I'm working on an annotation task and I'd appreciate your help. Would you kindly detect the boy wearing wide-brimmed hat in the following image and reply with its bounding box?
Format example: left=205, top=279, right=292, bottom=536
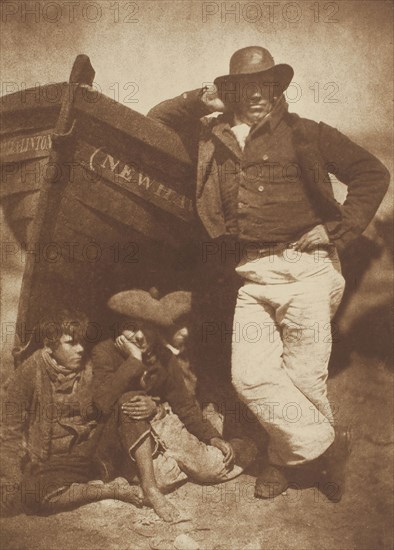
left=92, top=290, right=255, bottom=521
left=149, top=46, right=389, bottom=501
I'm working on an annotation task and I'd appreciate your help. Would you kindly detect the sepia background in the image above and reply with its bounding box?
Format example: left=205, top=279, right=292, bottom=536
left=0, top=0, right=393, bottom=550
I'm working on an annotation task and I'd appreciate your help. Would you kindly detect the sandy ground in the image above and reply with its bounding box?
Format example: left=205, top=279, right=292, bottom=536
left=0, top=356, right=393, bottom=550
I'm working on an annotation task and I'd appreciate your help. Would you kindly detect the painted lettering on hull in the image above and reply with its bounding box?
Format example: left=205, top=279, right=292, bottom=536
left=80, top=144, right=194, bottom=221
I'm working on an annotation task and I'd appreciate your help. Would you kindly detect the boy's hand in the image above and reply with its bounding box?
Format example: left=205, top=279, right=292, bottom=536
left=209, top=437, right=234, bottom=470
left=201, top=84, right=226, bottom=113
left=115, top=334, right=142, bottom=361
left=293, top=224, right=330, bottom=252
left=122, top=395, right=157, bottom=420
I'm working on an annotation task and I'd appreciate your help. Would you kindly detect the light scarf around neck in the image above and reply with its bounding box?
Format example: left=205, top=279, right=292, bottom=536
left=42, top=348, right=83, bottom=392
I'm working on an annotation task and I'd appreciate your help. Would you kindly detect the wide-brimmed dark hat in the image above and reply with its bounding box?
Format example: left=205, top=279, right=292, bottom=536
left=214, top=46, right=294, bottom=97
left=108, top=289, right=192, bottom=328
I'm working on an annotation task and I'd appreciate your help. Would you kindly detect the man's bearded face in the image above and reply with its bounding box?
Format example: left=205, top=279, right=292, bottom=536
left=234, top=80, right=275, bottom=125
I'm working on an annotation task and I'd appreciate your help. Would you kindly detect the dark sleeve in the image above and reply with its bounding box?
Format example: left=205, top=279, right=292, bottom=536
left=0, top=361, right=36, bottom=482
left=163, top=360, right=222, bottom=443
left=91, top=340, right=143, bottom=414
left=148, top=89, right=210, bottom=133
left=319, top=123, right=390, bottom=249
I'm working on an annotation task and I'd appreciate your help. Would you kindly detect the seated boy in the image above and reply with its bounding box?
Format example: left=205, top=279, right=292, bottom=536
left=92, top=290, right=254, bottom=521
left=0, top=310, right=142, bottom=514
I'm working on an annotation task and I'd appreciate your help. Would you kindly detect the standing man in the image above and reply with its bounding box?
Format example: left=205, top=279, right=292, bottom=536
left=149, top=46, right=389, bottom=501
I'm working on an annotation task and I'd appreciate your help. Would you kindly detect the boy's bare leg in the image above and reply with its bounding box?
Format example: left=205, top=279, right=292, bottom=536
left=42, top=480, right=143, bottom=513
left=134, top=436, right=180, bottom=522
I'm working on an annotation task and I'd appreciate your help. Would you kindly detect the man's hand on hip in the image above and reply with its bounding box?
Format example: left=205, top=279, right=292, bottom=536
left=293, top=224, right=330, bottom=252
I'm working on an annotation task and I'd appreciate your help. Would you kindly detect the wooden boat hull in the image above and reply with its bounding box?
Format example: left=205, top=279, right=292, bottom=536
left=0, top=56, right=195, bottom=358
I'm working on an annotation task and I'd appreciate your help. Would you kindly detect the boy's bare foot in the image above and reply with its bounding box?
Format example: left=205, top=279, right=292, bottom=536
left=106, top=477, right=144, bottom=508
left=254, top=465, right=288, bottom=499
left=144, top=487, right=180, bottom=522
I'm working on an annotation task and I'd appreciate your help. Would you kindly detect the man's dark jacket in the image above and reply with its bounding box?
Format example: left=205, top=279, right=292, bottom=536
left=148, top=90, right=390, bottom=251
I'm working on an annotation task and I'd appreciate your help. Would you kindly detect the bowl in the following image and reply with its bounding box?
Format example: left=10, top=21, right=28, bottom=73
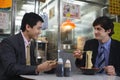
left=80, top=67, right=99, bottom=75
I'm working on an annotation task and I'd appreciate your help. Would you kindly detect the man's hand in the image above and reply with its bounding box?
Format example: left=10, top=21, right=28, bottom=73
left=36, top=60, right=57, bottom=72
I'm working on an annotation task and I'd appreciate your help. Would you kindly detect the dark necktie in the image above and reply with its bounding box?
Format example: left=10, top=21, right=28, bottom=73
left=98, top=46, right=105, bottom=73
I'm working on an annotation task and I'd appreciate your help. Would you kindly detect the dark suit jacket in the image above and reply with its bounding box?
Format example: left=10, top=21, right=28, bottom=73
left=75, top=39, right=120, bottom=75
left=0, top=33, right=36, bottom=80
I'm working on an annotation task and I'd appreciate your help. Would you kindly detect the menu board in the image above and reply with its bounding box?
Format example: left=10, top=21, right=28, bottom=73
left=0, top=0, right=12, bottom=8
left=109, top=0, right=120, bottom=15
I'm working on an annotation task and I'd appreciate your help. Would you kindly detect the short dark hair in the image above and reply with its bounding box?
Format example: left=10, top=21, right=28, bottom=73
left=93, top=16, right=114, bottom=36
left=20, top=12, right=44, bottom=31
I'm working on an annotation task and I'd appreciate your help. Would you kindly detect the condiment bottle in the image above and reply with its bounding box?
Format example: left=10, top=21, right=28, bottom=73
left=64, top=59, right=71, bottom=77
left=56, top=58, right=64, bottom=77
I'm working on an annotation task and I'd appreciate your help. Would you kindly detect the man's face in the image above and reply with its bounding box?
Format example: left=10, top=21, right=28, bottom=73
left=28, top=21, right=42, bottom=39
left=94, top=25, right=110, bottom=41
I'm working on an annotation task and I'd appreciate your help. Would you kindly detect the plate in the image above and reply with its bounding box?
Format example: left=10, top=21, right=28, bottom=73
left=80, top=67, right=99, bottom=75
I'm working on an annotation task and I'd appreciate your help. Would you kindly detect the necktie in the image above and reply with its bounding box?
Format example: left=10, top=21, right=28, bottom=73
left=98, top=46, right=105, bottom=73
left=26, top=45, right=30, bottom=65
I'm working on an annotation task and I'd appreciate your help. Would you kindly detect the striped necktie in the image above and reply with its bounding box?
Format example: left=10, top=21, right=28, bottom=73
left=98, top=46, right=105, bottom=73
left=26, top=45, right=30, bottom=65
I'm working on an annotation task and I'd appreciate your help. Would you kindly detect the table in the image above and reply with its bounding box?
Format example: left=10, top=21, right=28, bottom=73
left=21, top=73, right=120, bottom=80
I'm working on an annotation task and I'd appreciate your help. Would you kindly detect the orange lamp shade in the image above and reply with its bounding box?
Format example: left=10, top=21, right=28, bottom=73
left=62, top=19, right=76, bottom=30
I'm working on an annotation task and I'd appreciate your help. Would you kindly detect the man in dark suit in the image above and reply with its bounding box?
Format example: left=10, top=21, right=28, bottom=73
left=73, top=16, right=120, bottom=75
left=0, top=12, right=56, bottom=80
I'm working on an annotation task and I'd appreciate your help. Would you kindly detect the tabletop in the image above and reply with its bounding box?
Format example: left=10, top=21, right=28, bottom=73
left=21, top=73, right=120, bottom=80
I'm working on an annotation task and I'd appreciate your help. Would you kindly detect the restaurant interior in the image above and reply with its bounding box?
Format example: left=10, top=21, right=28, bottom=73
left=0, top=0, right=120, bottom=71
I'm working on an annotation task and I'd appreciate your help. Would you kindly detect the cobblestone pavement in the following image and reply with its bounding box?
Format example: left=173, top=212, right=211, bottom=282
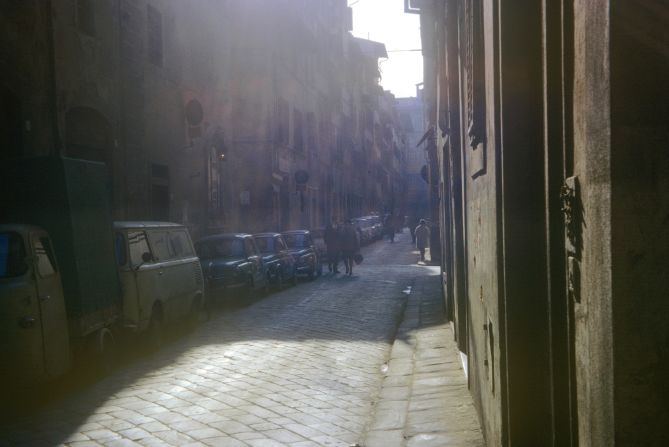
left=364, top=267, right=485, bottom=447
left=0, top=233, right=444, bottom=447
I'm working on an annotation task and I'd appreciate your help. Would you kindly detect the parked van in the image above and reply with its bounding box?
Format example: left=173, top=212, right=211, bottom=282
left=0, top=157, right=121, bottom=388
left=114, top=222, right=204, bottom=344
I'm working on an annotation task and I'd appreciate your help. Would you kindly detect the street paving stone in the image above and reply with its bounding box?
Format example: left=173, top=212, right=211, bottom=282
left=0, top=234, right=480, bottom=447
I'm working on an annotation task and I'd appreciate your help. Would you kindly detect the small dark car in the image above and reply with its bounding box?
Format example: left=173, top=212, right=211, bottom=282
left=253, top=233, right=297, bottom=289
left=281, top=230, right=323, bottom=279
left=195, top=233, right=267, bottom=297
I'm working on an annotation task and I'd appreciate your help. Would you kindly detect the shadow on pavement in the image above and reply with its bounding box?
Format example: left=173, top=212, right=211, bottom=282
left=0, top=233, right=442, bottom=446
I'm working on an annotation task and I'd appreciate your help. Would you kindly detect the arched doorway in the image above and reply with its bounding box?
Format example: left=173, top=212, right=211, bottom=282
left=0, top=88, right=23, bottom=160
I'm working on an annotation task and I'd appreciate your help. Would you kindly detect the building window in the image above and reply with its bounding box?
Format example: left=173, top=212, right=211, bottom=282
left=306, top=112, right=317, bottom=152
left=293, top=109, right=304, bottom=152
left=146, top=5, right=163, bottom=67
left=276, top=98, right=290, bottom=146
left=76, top=0, right=95, bottom=36
left=151, top=163, right=170, bottom=221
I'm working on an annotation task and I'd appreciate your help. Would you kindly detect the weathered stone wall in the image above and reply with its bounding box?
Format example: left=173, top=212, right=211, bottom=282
left=0, top=0, right=56, bottom=159
left=611, top=3, right=669, bottom=446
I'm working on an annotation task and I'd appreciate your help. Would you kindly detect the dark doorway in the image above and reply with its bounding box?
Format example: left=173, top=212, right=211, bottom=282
left=151, top=163, right=170, bottom=221
left=0, top=89, right=23, bottom=160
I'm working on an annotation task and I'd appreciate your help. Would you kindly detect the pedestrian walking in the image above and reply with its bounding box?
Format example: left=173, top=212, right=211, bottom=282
left=415, top=219, right=430, bottom=262
left=323, top=221, right=341, bottom=275
left=407, top=216, right=419, bottom=244
left=385, top=214, right=395, bottom=243
left=340, top=219, right=360, bottom=276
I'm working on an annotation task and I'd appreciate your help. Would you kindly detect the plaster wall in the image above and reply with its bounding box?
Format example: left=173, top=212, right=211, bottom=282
left=0, top=0, right=57, bottom=158
left=573, top=0, right=614, bottom=447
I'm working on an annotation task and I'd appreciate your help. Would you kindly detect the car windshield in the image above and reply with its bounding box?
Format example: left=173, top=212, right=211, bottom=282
left=0, top=232, right=28, bottom=278
left=283, top=233, right=309, bottom=248
left=254, top=236, right=274, bottom=253
left=195, top=238, right=244, bottom=259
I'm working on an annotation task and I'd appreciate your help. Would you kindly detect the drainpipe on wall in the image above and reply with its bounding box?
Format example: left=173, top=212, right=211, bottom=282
left=45, top=0, right=63, bottom=156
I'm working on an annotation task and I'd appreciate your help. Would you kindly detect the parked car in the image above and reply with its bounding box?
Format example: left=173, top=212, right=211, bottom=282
left=281, top=230, right=323, bottom=279
left=114, top=222, right=205, bottom=346
left=195, top=233, right=268, bottom=299
left=0, top=157, right=121, bottom=382
left=253, top=233, right=297, bottom=289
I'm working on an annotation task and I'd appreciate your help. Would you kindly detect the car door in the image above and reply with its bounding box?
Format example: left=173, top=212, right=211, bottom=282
left=170, top=228, right=201, bottom=319
left=30, top=231, right=70, bottom=377
left=147, top=229, right=181, bottom=323
left=244, top=237, right=266, bottom=287
left=274, top=236, right=295, bottom=278
left=0, top=231, right=45, bottom=382
left=123, top=229, right=165, bottom=330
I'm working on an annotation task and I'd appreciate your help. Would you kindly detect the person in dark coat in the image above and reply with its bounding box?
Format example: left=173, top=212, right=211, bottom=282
left=340, top=219, right=360, bottom=276
left=408, top=216, right=419, bottom=244
left=323, top=222, right=341, bottom=274
left=415, top=219, right=430, bottom=262
left=385, top=214, right=396, bottom=242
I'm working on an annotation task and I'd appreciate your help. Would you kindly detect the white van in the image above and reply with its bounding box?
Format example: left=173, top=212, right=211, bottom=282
left=114, top=222, right=204, bottom=344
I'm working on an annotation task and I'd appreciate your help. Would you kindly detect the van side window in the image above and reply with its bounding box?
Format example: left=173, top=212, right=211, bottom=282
left=170, top=230, right=194, bottom=258
left=149, top=231, right=174, bottom=261
left=114, top=231, right=128, bottom=266
left=33, top=237, right=56, bottom=278
left=0, top=232, right=28, bottom=278
left=128, top=231, right=151, bottom=265
left=244, top=238, right=258, bottom=256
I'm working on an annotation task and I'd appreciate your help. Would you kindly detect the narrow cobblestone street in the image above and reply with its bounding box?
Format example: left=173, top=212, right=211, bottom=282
left=0, top=234, right=477, bottom=447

# Task statement
Retype everything above from the line containing "detect the wooden" down to the line containing "left=144, top=487, right=180, bottom=522", both ends included, reproducing each line exactly.

# Exercise answer
I'm working on an annotation task and I'd appreciate your help. Would you kindly detect the wooden boat hull in the image above and reply with its bounding box?
Format example: left=205, top=279, right=292, bottom=536
left=0, top=56, right=195, bottom=358
I'm working on an annotation task and I'd appreciate your help. Would you kindly detect the boy's bare foot in the image above and reply with its bounding box?
Format example: left=205, top=279, right=292, bottom=536
left=106, top=477, right=144, bottom=508
left=254, top=465, right=288, bottom=499
left=144, top=487, right=180, bottom=522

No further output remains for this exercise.